-- Task goal --
If a record below holds a picture, drop the picture and restate everything else word for word.

-- Supplied records --
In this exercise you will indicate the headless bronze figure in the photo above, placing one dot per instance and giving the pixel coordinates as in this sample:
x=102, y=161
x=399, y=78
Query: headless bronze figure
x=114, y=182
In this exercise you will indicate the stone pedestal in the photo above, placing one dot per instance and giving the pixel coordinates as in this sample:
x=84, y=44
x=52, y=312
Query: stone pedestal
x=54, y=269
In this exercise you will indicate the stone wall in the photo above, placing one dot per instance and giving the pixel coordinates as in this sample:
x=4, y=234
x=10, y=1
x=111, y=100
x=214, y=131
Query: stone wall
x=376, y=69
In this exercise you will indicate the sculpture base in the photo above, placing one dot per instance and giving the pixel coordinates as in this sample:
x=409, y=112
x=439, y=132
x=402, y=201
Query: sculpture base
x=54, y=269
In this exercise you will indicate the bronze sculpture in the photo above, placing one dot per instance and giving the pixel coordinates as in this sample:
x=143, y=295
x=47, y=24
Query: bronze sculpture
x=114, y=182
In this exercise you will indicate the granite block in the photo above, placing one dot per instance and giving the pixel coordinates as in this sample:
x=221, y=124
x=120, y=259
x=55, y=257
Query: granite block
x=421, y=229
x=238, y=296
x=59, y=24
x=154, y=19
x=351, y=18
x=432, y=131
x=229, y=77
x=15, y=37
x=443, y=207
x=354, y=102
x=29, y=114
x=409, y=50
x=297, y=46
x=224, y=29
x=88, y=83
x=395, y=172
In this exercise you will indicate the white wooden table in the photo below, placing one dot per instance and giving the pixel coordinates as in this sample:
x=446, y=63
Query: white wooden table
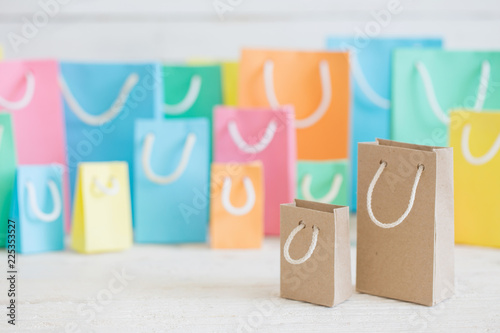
x=192, y=288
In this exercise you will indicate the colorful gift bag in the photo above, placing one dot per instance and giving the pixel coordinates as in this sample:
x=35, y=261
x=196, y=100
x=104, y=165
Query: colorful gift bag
x=7, y=172
x=315, y=253
x=315, y=83
x=171, y=181
x=428, y=83
x=405, y=222
x=475, y=138
x=237, y=205
x=102, y=211
x=30, y=92
x=37, y=208
x=323, y=181
x=244, y=135
x=371, y=70
x=102, y=102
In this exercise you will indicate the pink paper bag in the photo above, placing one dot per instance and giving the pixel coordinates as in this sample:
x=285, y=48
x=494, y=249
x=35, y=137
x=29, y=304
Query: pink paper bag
x=29, y=90
x=244, y=135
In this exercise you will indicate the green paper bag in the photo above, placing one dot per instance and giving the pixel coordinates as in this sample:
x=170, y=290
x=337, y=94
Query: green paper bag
x=427, y=84
x=323, y=181
x=7, y=172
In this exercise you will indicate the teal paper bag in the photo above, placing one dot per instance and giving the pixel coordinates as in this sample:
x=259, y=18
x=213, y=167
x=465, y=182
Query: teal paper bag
x=323, y=181
x=427, y=84
x=37, y=208
x=7, y=172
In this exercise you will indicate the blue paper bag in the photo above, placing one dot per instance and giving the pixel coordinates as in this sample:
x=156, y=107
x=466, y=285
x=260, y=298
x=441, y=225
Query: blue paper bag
x=101, y=104
x=371, y=71
x=37, y=208
x=171, y=175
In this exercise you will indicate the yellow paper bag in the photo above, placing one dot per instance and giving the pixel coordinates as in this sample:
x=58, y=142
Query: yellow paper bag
x=475, y=137
x=237, y=206
x=102, y=217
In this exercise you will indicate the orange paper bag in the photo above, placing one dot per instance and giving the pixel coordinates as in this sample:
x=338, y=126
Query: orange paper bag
x=237, y=206
x=315, y=83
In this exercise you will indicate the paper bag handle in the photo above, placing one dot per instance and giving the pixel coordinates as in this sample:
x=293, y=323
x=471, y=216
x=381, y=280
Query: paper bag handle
x=27, y=97
x=188, y=100
x=226, y=201
x=327, y=198
x=181, y=167
x=481, y=159
x=314, y=241
x=326, y=88
x=431, y=96
x=255, y=148
x=107, y=115
x=33, y=202
x=383, y=164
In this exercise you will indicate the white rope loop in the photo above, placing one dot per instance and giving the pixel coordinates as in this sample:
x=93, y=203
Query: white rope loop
x=106, y=116
x=327, y=198
x=365, y=87
x=431, y=96
x=181, y=167
x=56, y=199
x=266, y=139
x=383, y=164
x=314, y=241
x=27, y=97
x=226, y=201
x=188, y=100
x=481, y=159
x=326, y=89
x=112, y=190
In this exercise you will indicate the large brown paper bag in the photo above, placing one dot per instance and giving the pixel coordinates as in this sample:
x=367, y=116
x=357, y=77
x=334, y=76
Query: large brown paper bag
x=405, y=222
x=315, y=253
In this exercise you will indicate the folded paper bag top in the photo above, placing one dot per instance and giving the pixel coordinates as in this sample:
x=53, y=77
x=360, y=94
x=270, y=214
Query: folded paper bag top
x=315, y=253
x=405, y=222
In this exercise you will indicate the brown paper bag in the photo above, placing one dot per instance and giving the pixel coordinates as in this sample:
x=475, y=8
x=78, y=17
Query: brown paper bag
x=405, y=222
x=315, y=253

-- Answer box --
In this exercise you will indicate the headless bronze figure in the photo above, placing one dot per instance and giving the pixel coordinates as in this sample:
x=102, y=161
x=399, y=78
Query: headless bronze figure
x=114, y=182
In this exercise you will indicate the stone pedestal in the photo above, placing one dot per instance and giving the pixel coordinates as in this sample:
x=84, y=44
x=52, y=312
Query: stone pedestal
x=54, y=269
In this exercise you will indicate the stone wall in the photo above, placing one dot per instance and giving the pixel coordinates as in this sample:
x=4, y=234
x=10, y=1
x=111, y=100
x=214, y=131
Query: stone wall
x=376, y=69
In this exercise you will indicate the sculpture base in the photo above, placing one dot per instance and giving the pixel coordinates as in this sample:
x=409, y=112
x=439, y=132
x=402, y=201
Query: sculpture base
x=54, y=269
In this exercise you will indicate the bronze sculpture in the photo above, placing one dot per instance and giving the pixel coordinates as in this sample:
x=143, y=295
x=47, y=24
Query: bronze sculpture
x=114, y=182
In this exercise you will indicate the granite block in the photo above, placing one dot per instance and giving the pixel coordinates as in this sample:
x=221, y=124
x=120, y=259
x=55, y=257
Query: granite block
x=421, y=229
x=238, y=296
x=59, y=24
x=154, y=19
x=351, y=18
x=432, y=131
x=229, y=77
x=15, y=37
x=443, y=207
x=354, y=102
x=29, y=114
x=409, y=50
x=297, y=46
x=224, y=29
x=88, y=83
x=395, y=172
In this exercise you will indicate the white wooden table in the photo below, placing one dot per instance and giving the pixel coordinates as in this sample:
x=446, y=63
Query: white wooden table
x=192, y=288
In this exercise you will indicate the colorful gift bag in the photo above, placing one dot per instance and giving the pixel coordinates as in this sample:
x=35, y=261
x=196, y=100
x=104, y=165
Query: colorful gift bag
x=7, y=172
x=315, y=253
x=315, y=83
x=171, y=181
x=428, y=83
x=405, y=222
x=475, y=138
x=237, y=205
x=102, y=211
x=30, y=92
x=37, y=208
x=323, y=181
x=244, y=135
x=371, y=70
x=102, y=102
In this exercise you will indicate the pink paper bag in the photo above, placing one dot per instance and giving the pixel coordinates as in this sample:
x=285, y=48
x=494, y=249
x=35, y=137
x=29, y=304
Query: pink paper bag
x=29, y=90
x=244, y=135
In this exercise you will indicate the green paper bag in the photo above, placing one dot per instance and giving the pixel coordinates as in this sample:
x=170, y=290
x=337, y=94
Query: green paper bag
x=427, y=84
x=323, y=181
x=7, y=172
In this exercise you will indicate the teal paper bag in the photo above, placing one dot per instance and giving the pixel coordinates as in this sample:
x=259, y=18
x=213, y=167
x=465, y=182
Query: teal paper bag
x=323, y=181
x=427, y=84
x=37, y=208
x=7, y=172
In this exercise you will indicate the blue paper bag in the photo above, placing one dot per instance and giving the pixel coordinates as in this sample:
x=156, y=107
x=466, y=285
x=260, y=298
x=441, y=225
Query: blue paper bag
x=101, y=104
x=371, y=71
x=37, y=208
x=171, y=175
In this exercise you will indicate the yellow paper bag in the photo above, placing one dot per instance and giving the pixel coordinates as in this sample:
x=58, y=142
Query: yellow paper bag
x=475, y=137
x=237, y=206
x=102, y=217
In this exercise you will indicate the orange paper bag in the photo above, placing one dot per instance and giving the pixel coordinates as in this sample:
x=338, y=126
Query: orange paper bag
x=237, y=206
x=315, y=83
In this exercise you will indicate the paper bag handle in the photo above, placing one dot per instance and giving the pixel coordinates as in this sample:
x=293, y=323
x=471, y=216
x=381, y=280
Query: paper bag handle
x=27, y=97
x=188, y=100
x=226, y=201
x=327, y=198
x=181, y=167
x=481, y=159
x=314, y=241
x=326, y=88
x=431, y=96
x=255, y=148
x=107, y=115
x=33, y=202
x=383, y=164
In this exercise you will indicate the white rope loop in the photo above, placing one dot per instance and giving the pixel coordinates as in this sample:
x=93, y=203
Query: white rope loop
x=106, y=116
x=327, y=198
x=365, y=87
x=431, y=96
x=181, y=167
x=56, y=199
x=266, y=139
x=383, y=164
x=314, y=241
x=27, y=97
x=226, y=201
x=188, y=100
x=481, y=159
x=326, y=89
x=112, y=190
In this exercise you will indicate the large brown paper bag in the photo above, placing one dot per instance and giving the pixel coordinates as in this sample:
x=367, y=116
x=357, y=77
x=334, y=76
Query: large brown paper bag
x=405, y=222
x=315, y=253
In this exercise you will indicate the folded paper bag top in the photo above, placing one dot per instance and giving the pixel coordinates as in this sample:
x=53, y=77
x=360, y=94
x=270, y=214
Query: folded paper bag top
x=315, y=253
x=405, y=222
In this exercise you will indicate the brown paper bag in the photo above, placing one dot per instance and giving the pixel coordinates as in this sample:
x=475, y=8
x=78, y=17
Query: brown paper bag
x=405, y=222
x=315, y=253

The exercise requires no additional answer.